_Work required_. Reproduce every line of the listing below verbatim, with nothing added or left out.

*** Records for this exercise

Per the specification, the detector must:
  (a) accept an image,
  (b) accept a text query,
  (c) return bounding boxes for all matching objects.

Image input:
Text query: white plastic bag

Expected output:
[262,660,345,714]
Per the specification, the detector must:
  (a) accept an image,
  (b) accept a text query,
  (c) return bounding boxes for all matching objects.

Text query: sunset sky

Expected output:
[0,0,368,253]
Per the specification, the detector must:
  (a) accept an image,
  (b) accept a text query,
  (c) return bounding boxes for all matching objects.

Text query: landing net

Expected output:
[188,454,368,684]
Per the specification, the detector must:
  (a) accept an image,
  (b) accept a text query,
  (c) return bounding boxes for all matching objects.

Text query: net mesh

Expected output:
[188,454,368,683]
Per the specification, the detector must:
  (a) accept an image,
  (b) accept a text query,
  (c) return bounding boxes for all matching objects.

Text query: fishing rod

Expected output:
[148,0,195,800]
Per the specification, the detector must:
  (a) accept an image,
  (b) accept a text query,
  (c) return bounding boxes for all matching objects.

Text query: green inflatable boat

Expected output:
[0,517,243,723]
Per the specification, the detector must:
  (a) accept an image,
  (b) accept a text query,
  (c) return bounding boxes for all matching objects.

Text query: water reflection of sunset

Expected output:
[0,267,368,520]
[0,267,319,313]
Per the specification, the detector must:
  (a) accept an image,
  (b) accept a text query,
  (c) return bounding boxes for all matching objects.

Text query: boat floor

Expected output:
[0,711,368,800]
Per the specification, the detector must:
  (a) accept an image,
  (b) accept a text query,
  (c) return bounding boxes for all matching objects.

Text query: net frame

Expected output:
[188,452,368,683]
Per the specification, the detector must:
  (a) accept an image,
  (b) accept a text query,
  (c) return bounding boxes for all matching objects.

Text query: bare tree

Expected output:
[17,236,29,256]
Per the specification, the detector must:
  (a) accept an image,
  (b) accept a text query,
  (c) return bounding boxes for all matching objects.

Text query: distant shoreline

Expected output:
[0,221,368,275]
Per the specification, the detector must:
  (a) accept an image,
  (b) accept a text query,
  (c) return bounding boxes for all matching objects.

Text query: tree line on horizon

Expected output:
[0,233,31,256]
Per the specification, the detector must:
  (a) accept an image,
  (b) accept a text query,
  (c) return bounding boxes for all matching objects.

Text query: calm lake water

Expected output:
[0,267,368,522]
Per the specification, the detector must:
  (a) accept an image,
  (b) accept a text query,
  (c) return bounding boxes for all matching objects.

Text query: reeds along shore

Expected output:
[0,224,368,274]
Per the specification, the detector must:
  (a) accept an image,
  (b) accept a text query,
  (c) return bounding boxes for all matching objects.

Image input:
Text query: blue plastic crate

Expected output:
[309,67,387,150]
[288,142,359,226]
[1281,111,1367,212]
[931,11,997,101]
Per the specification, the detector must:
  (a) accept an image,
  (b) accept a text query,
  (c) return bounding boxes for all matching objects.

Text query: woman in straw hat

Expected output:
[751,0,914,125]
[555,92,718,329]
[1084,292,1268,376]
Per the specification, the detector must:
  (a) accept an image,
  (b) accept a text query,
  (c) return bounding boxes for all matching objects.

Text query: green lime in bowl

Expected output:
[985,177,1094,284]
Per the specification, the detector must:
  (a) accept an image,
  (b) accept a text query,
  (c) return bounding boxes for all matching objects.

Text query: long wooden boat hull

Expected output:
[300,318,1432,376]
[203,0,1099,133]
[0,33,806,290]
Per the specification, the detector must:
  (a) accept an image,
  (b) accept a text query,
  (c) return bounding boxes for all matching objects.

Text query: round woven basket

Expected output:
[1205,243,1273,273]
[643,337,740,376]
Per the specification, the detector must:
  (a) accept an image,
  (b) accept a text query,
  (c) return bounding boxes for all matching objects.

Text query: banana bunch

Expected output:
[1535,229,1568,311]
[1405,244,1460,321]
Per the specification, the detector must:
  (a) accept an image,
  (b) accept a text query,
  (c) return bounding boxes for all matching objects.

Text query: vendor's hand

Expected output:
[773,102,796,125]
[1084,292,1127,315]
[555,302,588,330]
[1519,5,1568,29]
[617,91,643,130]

******

_Answer to this exercise_.
Per the specification, the detector must:
  (a) accept an image,
  (b) accept a text query,
  (c) return bounding boxes for all matching objects.

Image input:
Text query: white plastic bag

Expected output:
[262,660,345,714]
Per the specification, the detector must:
  (a) accept an image,
  (b) accept a text query,
  (c) return bounding boxes for all matching objects.

Text query: sunset sky

Expected output:
[0,0,368,253]
Per the specification, the detector must:
  (a) accept an image,
  (b) accept a text query,
  (c) return bounding boxes for all matching objects.

Text query: landing net

Expected output:
[188,454,368,684]
Per the specification, the detector must:
  (a) accept an image,
  (b) accept a text query,
  (c) return bounding boxes for all matching objects.

Text query: net mesh

Expected output:
[188,454,368,683]
Per the specification, the detector must:
  (a) accept an image,
  (b) accept a text query,
  (c) return bounding boxes for all matching objects.

Text query: fishing rod

Expected output:
[148,0,195,800]
Per the specification, the detector must:
  (a) accept an image,
  (b) accept a text query,
  (c) return bounding boxes for all matching objects.

Text query: green inflatable boat

Expected output:
[0,517,243,723]
Per the specification, the detector must:
  (a) accept an image,
  (b) accept a text query,
  (c) return bounding boxes for all matching objects.

Text query: water reflection of sunset

Expected output:
[0,267,368,520]
[0,267,319,313]
Per the specification, the detector must:
  (a) accept an image,
  (b) accept a text query,
  (c) return bounding boxes for all matching objects.

Text query: boat floor

Expected output:
[0,711,368,800]
Per the specification, the detector must:
  (a) accept an image,
  (b) accept a text query,
  (c) return bounding boxes for all matching objects.

Text query: net frame

Expected output:
[188,452,368,683]
Per the specification, the detector must:
  (a) accept an image,
  (b) accept a text query,
  (c) return bounding boxes for all matching objects.

Text query: bare tree

Expected output:
[17,236,29,256]
Per the specification, the detector must:
  (a) accept an image,
  (b) accept a text query,
  (c) return bounding boxes for all matching objects.

Text query: distant shoreline

Expected output:
[0,221,368,275]
Per the specification, the detector must:
  (a) accept an image,
  (b) accept a text query,
  (c) return bounding boxes for all matching objects.

Text query: tree line on horizon

Expected output:
[0,233,31,256]
Per the specification, the detector must:
  (a) accept an image,
  (b) accept a text query,
  (c) return bounding boxes for all matching objects.

Text query: calm lake water

Expected output:
[0,267,368,522]
Per the specification, the detector must:
  (a) accept an image,
  (b) accept a text query,
  (c) return bounding boxes for all matching objects.

Text query: reeds along shore

Expected output:
[0,224,368,274]
Per the specification, the detector must:
  (a) accept an image,
  (b) accept a text query,
  (c) return bounding boxes for all matching objects.

Image input:
Text query: blue plastic crate

Expected output:
[309,67,387,150]
[288,142,359,226]
[1281,111,1367,212]
[931,11,997,101]
Per the specification, the detector must:
  (a) accept an image,
  (b) accept a text query,
  (c) return bounding boxes for all matching objects.

Text query: woman in straw hat

Expected output:
[751,0,914,125]
[555,92,718,329]
[1084,292,1268,376]
Per the specification, the detector must:
  (a) accept an image,
  (b) accept a text query,
  (c) return bounding boxes for all matching objects.

Text query: green lime in bowl

Expected output:
[985,177,1094,284]
Per the specification, the detector must:
  (a) accept an image,
  (b) accept a text query,
  (c) return bounding boxes for all matching objects.

Text query: long wooden boat hull

Expected output:
[300,318,1432,376]
[203,0,1099,133]
[0,33,806,290]
Per the specification, the detector must:
  (a) accept an image,
  (b) accept a text query,
  (c) return bounding boxes for all matching objects.

Text query: round woven basket

Expected output:
[1205,243,1273,273]
[643,337,740,376]
Per the specification, the detector must:
  (a) accept an image,
  (b) accept a text query,
  (c) return bounding boxes for all matching objects.

Text query: banana bunch

Expected output:
[1535,229,1568,311]
[1405,244,1460,321]
Per the specification, the detector must:
  (a) accept an image,
  (b) accept a text query,
  (c) return bounding boxes for all matching objects.

Text query: vendor's hand

Expected output:
[773,102,796,125]
[1084,292,1127,315]
[555,302,588,330]
[1519,5,1568,29]
[617,91,643,130]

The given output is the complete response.